■ Problem description
Format everything from the line containing "Please annotate the mast" down to the end of the listing below as a Markdown table with the columns No. and Text, numbering each line in order and leaving out blank lines.

··· Given data

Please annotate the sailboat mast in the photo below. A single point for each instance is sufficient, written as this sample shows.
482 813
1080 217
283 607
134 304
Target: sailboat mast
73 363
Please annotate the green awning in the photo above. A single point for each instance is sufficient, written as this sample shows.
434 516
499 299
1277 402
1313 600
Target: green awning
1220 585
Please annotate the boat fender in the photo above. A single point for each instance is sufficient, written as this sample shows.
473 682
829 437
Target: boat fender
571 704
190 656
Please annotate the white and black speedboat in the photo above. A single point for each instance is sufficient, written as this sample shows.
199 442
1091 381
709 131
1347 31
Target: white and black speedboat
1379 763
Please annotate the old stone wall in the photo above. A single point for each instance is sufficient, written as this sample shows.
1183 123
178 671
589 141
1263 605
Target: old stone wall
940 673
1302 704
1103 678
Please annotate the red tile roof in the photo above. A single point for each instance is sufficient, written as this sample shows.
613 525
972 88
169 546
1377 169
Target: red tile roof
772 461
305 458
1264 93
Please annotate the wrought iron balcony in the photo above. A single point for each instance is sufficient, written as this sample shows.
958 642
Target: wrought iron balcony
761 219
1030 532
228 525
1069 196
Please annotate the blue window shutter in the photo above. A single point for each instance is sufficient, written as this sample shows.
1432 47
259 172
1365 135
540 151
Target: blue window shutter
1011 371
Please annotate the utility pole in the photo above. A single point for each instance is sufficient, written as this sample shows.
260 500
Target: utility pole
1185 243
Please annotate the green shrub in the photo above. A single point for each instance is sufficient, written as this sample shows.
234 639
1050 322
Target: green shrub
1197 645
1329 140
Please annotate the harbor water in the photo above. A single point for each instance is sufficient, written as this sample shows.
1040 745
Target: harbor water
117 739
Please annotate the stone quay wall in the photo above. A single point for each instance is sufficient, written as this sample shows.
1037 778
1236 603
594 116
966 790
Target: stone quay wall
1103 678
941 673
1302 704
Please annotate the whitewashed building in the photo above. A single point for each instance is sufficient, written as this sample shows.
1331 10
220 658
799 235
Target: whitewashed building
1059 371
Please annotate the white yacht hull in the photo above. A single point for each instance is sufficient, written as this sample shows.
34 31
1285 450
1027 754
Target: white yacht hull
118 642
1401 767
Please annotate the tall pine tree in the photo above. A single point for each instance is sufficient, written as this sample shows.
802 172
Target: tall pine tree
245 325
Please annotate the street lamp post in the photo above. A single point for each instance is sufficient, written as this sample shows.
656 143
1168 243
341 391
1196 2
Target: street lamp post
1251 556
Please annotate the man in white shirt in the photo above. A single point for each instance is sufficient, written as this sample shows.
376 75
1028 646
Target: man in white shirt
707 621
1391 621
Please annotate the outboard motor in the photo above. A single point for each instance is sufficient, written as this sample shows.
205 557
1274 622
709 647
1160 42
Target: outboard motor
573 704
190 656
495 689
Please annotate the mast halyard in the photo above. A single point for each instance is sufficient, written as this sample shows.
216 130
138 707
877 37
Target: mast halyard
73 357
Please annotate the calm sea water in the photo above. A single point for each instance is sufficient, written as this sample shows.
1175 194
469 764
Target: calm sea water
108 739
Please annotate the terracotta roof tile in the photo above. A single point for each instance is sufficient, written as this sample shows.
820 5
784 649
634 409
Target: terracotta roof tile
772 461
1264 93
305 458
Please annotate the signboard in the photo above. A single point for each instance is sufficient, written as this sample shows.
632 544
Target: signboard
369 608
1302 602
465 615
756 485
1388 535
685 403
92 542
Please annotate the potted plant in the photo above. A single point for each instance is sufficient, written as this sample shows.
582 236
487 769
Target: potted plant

······

■ Problem solution
| No. | Text |
|---|---|
| 1 | Please annotate the mast halyard in the photo above. A single point for each instance is sufficient, written as this sample shows. |
| 2 | 216 130 |
| 3 | 138 707 |
| 4 | 877 37 |
| 5 | Target: mast halyard |
| 6 | 73 357 |
| 7 | Please annotate the calm sea water in the photo above. A single point for each instance is sufficient, written as this sample shows. |
| 8 | 1175 194 |
| 9 | 469 764 |
| 10 | Target: calm sea water |
| 11 | 108 739 |
| 12 | Please annotate the terracotta roof tile in the photo above. A single point for each instance is sufficient, written as this sample shows. |
| 13 | 820 5 |
| 14 | 784 649 |
| 15 | 634 409 |
| 16 | Target: terracotta roof tile |
| 17 | 772 461 |
| 18 | 1264 93 |
| 19 | 305 458 |
| 20 | Please annotate the signboard in the photo above. A single point for each instance is sufficient, written as this sample shows. |
| 21 | 632 544 |
| 22 | Target: signboard |
| 23 | 369 608 |
| 24 | 1302 602 |
| 25 | 465 615 |
| 26 | 756 485 |
| 27 | 1388 535 |
| 28 | 685 403 |
| 29 | 92 542 |
| 30 | Please annotate the potted plant in the photo above. A single point for each instance is sufficient, written as this sample shows. |
| 31 | 582 236 |
| 32 | 487 769 |
| 33 | Target: potted plant |